**Selected excerpt**
Saving a Songbird

Preface to
Saving a Songbird and Other True Stories from Texas to Venezuela

     Most of the characters in this book are unusual, more than a bit weird, and American—both North and South American, for the setting spans both continents. The book opens with a man who sought God in buttermilk, who took his family across the Southwest in a covered wagon, and who seduced as many women as he could while preaching his notion of religion. His sons included a charming car thief and a soldier of fortune who took his family on a fantastic adventure in Venezuela. The stories recounted here are set in Austin, Boerne, Corpus Christi, Port Arthur as well El Tigrito, Puerto la Cruz and other places in South America. Though the stories might strike readers as fantastic and often bizarre, this is not a book of fiction. The accounts come from my own memory as well as the memories of my siblings, cousins, and parents.

**Task instructions**
**a.** From the preface, extract the stretch from "Most of the" through "cousins, and parents.".
**b.** Decide whether each statement agrees with the preface, answering yes or no and quoting the words of the text that decide it. (i) The book is a work of fiction. (ii) Corpus Christi is among the places where the stories are set. (iii) The man the book opens with took his family across the Southwest by train.

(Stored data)
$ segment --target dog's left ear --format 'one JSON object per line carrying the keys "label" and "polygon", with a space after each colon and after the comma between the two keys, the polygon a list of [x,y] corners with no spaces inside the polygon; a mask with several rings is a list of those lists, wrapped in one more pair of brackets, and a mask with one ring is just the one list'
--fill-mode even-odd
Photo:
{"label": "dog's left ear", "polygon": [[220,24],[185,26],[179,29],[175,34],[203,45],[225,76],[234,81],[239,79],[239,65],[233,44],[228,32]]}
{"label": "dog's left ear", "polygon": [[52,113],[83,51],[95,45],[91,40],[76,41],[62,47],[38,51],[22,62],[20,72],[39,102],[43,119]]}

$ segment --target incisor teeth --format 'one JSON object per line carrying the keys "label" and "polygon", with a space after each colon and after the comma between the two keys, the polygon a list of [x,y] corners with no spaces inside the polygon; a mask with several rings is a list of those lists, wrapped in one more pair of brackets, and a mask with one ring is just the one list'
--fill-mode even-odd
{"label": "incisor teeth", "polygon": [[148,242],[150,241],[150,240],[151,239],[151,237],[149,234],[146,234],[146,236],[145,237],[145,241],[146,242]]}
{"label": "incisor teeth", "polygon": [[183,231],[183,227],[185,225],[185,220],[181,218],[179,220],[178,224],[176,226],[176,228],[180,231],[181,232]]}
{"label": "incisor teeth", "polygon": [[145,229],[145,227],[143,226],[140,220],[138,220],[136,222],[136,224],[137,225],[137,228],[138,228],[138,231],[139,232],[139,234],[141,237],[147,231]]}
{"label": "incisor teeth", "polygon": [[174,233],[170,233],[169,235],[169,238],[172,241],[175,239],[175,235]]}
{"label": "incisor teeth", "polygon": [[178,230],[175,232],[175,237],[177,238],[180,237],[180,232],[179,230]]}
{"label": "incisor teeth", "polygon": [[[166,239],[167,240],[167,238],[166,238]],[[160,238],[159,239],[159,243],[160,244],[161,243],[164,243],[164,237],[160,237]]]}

**Exercise solutions**
**a.**
Most of the characters in this book are unusual, more than a bit weird, and American—both North and South American, for the setting spans both continents. The book opens with a man who sought God in buttermilk, who took his family across the Southwest in a covered wagon, and who seduced as many women as he could while preaching his notion of religion. His sons included a charming car thief and a soldier of fortune who took his family on a fantastic adventure in Venezuela. The stories recounted here are set in Austin, Boerne, Corpus Christi, Port Arthur as well El Tigrito, Puerto la Cruz and other places in South America. Though the stories might strike readers as fantastic and often bizarre, this is not a book of fiction. The accounts come from my own memory as well as the memories of my siblings, cousins, and parents.

**b.**
(i) No: "this is not a book of fiction."
(ii) Yes: "The stories recounted here are set in Austin, Boerne, Corpus Christi, Port Arthur"
(iii) No: "who took his family across the Southwest in a covered wagon"